> **TASK PROMPT**:
When a line below contains the string "tail", show that line.

:: PROVIDED ENTRIES

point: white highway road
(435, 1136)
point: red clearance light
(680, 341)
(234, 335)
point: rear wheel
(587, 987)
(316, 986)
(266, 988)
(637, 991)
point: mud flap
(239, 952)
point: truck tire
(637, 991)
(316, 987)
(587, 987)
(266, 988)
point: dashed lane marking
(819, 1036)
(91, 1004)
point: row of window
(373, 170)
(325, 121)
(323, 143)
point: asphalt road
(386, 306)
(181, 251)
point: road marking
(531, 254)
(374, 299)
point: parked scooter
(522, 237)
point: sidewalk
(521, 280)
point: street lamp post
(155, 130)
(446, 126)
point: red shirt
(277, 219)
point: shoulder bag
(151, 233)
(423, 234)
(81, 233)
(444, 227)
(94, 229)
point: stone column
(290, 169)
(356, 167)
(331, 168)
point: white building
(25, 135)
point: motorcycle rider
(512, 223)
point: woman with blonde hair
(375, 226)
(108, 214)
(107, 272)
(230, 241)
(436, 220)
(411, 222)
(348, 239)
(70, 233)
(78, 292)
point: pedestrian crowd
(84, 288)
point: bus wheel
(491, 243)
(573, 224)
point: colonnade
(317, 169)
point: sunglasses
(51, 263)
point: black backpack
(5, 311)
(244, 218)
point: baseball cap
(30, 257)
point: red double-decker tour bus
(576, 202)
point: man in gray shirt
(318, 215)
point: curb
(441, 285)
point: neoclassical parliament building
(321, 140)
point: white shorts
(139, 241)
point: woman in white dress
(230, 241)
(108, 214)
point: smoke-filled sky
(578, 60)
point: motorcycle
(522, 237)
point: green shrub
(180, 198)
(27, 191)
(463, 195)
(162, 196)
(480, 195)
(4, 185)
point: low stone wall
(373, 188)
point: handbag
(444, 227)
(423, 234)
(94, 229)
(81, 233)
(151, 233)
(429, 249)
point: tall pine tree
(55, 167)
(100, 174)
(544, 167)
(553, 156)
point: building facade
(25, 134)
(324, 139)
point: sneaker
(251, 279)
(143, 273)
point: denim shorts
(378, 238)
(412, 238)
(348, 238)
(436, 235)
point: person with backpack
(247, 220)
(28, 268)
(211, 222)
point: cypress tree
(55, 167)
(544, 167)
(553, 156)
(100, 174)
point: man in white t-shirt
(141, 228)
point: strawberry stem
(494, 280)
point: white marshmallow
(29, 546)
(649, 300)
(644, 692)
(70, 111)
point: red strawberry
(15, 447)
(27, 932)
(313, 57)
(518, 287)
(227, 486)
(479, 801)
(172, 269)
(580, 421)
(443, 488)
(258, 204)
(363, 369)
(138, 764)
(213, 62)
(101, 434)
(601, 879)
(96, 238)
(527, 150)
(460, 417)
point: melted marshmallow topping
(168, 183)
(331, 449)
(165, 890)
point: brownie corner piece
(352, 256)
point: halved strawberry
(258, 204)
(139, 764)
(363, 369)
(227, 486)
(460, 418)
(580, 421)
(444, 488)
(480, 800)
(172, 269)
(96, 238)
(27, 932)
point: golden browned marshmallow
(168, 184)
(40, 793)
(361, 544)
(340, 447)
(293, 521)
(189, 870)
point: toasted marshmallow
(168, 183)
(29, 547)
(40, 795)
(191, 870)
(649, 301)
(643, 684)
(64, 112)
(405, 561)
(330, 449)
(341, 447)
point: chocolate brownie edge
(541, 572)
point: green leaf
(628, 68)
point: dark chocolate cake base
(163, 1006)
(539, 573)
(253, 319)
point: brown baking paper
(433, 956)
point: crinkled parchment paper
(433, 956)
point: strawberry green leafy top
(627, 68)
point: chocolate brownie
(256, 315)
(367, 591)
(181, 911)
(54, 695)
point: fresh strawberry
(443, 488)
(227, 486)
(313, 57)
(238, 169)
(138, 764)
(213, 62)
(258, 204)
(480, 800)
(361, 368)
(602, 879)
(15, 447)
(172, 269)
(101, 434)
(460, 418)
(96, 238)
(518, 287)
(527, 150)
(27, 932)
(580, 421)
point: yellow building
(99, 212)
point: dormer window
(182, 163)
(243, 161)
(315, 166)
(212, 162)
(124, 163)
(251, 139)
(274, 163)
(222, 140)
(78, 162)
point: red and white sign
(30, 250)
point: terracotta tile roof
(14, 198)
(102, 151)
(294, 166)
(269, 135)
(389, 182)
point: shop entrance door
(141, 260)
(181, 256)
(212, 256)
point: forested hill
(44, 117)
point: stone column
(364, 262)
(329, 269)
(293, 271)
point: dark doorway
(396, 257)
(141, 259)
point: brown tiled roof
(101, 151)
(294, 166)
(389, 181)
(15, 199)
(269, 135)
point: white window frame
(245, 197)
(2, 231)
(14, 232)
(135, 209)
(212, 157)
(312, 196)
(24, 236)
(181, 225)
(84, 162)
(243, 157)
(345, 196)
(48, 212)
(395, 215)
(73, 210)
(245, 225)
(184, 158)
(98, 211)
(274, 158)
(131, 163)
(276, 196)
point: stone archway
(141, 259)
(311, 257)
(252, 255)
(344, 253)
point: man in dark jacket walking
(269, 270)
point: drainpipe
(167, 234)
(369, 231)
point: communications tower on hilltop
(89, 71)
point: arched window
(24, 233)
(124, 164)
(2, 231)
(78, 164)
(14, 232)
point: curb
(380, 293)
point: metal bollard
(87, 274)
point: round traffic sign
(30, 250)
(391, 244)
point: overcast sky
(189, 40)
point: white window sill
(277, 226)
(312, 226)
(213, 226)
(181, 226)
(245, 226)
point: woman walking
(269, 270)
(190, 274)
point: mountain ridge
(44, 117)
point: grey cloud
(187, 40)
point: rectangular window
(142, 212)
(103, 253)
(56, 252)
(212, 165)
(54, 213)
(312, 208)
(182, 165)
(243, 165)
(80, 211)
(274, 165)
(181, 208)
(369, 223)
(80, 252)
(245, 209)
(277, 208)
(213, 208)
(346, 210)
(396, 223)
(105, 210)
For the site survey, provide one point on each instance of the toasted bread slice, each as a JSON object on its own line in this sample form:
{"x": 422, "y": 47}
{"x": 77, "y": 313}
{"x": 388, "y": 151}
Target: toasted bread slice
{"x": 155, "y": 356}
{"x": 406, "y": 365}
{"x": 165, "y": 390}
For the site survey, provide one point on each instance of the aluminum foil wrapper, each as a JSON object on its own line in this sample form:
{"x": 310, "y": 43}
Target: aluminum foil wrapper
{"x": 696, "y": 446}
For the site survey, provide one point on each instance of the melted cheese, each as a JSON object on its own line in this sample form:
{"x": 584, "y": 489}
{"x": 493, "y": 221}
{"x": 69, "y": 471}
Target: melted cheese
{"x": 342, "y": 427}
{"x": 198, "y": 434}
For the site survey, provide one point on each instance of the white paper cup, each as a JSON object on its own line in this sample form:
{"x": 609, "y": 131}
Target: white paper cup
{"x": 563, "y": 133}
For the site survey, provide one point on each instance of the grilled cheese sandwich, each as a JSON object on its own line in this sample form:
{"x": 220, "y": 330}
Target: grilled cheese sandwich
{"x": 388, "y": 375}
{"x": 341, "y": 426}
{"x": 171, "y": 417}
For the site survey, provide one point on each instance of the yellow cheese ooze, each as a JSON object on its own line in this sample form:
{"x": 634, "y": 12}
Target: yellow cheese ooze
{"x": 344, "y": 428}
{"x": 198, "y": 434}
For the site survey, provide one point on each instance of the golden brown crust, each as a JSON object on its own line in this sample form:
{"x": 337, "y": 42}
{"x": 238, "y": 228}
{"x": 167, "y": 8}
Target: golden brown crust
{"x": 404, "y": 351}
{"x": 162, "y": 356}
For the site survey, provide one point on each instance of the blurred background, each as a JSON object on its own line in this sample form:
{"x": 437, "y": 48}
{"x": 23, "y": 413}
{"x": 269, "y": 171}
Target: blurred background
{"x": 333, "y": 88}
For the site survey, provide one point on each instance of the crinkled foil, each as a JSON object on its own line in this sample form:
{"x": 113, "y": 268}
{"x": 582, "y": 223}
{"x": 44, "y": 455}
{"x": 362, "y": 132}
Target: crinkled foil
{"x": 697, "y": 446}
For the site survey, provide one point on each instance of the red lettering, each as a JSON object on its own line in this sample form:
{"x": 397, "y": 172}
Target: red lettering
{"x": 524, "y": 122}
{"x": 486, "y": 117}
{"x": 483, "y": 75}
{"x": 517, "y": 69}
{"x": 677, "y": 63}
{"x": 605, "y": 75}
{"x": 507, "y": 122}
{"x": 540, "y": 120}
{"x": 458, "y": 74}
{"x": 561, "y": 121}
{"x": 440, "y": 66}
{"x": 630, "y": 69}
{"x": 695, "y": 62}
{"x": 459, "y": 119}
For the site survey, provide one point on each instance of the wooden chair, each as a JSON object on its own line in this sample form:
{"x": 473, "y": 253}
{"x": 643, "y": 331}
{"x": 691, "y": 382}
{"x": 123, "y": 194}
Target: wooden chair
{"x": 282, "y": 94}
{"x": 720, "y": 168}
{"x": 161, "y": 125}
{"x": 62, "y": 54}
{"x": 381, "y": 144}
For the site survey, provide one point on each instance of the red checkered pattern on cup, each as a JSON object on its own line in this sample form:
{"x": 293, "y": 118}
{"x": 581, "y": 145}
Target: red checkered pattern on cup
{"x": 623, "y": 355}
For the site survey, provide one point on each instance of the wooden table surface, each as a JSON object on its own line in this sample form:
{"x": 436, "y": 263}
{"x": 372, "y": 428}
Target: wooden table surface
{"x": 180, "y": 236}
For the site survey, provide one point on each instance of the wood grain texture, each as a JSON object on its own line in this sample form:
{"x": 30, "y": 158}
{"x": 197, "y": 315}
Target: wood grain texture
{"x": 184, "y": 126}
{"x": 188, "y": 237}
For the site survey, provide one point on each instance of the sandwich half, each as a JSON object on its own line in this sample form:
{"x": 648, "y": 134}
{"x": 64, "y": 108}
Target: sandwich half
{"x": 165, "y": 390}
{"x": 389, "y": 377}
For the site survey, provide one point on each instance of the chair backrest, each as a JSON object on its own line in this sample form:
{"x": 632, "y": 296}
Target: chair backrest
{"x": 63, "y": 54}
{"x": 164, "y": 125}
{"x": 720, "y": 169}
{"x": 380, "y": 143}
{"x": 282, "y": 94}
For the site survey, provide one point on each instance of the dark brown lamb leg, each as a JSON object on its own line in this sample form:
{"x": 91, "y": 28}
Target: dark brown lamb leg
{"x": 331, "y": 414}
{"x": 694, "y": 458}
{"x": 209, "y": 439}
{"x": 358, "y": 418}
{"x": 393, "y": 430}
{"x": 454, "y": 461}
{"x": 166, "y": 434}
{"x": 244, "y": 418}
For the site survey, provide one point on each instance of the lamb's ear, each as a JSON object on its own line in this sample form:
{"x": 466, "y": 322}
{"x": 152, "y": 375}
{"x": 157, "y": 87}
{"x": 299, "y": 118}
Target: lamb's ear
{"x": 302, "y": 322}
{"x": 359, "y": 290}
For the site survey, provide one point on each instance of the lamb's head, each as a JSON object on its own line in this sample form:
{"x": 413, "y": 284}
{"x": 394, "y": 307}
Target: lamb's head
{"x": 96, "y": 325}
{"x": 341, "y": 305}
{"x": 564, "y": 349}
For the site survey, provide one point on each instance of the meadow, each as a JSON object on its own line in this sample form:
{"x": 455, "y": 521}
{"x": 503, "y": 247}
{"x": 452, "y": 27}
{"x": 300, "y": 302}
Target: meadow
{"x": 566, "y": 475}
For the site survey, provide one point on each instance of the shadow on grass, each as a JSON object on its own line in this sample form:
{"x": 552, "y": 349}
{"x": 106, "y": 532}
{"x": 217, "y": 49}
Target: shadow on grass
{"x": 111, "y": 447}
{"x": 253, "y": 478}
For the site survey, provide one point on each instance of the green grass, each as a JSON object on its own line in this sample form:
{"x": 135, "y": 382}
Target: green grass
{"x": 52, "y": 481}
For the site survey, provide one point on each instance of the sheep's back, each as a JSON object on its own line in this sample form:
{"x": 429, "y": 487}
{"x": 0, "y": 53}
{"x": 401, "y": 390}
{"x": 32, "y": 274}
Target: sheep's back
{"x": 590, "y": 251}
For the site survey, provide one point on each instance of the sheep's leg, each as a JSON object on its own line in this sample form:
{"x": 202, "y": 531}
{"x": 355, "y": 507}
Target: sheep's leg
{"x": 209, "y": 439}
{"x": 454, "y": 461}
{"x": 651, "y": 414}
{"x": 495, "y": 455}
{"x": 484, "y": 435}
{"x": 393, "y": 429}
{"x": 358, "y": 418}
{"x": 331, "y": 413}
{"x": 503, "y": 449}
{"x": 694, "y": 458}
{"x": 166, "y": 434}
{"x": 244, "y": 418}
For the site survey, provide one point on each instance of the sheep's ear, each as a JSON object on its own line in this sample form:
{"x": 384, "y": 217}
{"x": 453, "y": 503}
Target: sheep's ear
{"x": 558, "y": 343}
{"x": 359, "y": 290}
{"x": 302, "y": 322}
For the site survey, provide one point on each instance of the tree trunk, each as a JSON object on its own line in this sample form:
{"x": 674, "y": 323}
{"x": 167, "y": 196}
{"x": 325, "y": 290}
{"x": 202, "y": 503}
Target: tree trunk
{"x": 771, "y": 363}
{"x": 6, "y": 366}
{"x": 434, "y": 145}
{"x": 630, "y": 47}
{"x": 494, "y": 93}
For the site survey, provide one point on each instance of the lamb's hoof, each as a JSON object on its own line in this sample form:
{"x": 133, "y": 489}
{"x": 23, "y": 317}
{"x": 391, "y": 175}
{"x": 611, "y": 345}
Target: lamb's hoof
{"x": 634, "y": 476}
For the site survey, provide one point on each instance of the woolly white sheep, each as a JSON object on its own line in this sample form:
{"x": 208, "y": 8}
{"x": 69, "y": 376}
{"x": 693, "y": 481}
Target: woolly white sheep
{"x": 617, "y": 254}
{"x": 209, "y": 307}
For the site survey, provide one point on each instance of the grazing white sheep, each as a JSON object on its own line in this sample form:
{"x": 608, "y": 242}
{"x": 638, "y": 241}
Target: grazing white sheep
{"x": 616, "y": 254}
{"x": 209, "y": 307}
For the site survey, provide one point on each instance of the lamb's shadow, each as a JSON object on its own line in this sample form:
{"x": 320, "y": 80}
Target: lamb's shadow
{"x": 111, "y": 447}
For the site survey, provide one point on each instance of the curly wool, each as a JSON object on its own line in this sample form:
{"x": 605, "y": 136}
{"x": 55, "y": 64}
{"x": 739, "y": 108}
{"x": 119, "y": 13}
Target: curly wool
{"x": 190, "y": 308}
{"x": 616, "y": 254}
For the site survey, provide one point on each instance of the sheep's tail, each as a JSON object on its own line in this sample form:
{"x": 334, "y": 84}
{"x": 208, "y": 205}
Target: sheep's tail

::::

> **ANSWER TO THIS PROBLEM**:
For the site survey, provide one point on each instance of the sheep's tail, each as a JSON object on its own line in this sample form:
Target: sheep's tail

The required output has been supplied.